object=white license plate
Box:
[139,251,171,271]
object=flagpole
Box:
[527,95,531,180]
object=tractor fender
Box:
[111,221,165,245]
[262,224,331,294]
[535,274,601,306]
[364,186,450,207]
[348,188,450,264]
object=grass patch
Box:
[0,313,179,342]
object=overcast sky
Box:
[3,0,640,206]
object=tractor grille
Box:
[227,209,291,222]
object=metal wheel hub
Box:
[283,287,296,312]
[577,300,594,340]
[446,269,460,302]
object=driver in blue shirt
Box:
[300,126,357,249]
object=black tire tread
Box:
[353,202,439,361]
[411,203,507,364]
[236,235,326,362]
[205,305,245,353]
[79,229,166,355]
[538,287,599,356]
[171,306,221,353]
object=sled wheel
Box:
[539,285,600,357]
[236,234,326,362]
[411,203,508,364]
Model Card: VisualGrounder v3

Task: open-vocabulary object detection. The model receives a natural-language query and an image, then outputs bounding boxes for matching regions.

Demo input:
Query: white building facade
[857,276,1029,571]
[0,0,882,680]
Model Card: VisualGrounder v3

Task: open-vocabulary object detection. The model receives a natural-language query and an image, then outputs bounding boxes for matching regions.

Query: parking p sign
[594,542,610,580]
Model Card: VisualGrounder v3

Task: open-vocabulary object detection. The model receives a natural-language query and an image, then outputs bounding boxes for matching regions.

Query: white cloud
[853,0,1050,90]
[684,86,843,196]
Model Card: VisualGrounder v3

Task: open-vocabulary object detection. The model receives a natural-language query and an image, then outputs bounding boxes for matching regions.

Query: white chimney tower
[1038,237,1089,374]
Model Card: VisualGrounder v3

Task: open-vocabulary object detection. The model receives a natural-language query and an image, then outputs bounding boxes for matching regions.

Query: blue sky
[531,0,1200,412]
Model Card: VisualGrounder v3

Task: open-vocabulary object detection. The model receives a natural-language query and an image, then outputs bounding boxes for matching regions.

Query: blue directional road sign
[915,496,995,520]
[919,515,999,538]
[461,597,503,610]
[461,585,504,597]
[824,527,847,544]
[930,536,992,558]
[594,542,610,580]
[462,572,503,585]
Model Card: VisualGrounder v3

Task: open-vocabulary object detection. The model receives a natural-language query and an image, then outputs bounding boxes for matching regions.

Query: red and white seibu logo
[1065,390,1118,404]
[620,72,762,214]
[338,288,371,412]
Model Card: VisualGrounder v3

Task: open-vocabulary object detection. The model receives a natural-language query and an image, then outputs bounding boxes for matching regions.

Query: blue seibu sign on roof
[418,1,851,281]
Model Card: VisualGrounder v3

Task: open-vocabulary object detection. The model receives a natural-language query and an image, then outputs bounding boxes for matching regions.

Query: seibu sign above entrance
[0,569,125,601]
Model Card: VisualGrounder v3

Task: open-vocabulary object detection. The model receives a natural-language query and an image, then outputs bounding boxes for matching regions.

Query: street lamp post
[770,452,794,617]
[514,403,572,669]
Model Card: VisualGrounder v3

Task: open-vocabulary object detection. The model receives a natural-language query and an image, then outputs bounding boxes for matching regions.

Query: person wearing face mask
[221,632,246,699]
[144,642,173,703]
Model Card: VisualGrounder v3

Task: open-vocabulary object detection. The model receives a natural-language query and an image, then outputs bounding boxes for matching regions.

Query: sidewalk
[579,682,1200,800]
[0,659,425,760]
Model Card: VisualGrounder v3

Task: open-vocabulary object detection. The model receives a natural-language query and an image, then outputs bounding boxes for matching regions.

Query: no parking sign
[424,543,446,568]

= = =

• _Task item_:
Only the lines from the one containing "Query: street lamp post" through the end of the listing belong in the response, each reproduced exactly.

• _Exercise solution_:
Query: street lamp post
[770,452,794,617]
[514,403,572,669]
Model Card: VisualGrounder v3

Task: open-vocabulary object detection. The model receives a natural-language query and an image, then outputs bounding boxes for matching regions.

Query: person wearing face mask
[221,632,246,699]
[144,642,173,703]
Model Card: VisualGrounder v3

Task: open-vocabulary object detection. The model receives a natural-language query and an image, then outputs bounding boxes for matching regions.

Query: sidewalk
[579,682,1200,800]
[0,659,425,760]
Model Card: VisualGrounder v3

Task: open-vocabulary object detection. The model receives a natural-language query and an image, then outputs bounding boxes for matching regions.

Query: no parking sign
[424,543,446,568]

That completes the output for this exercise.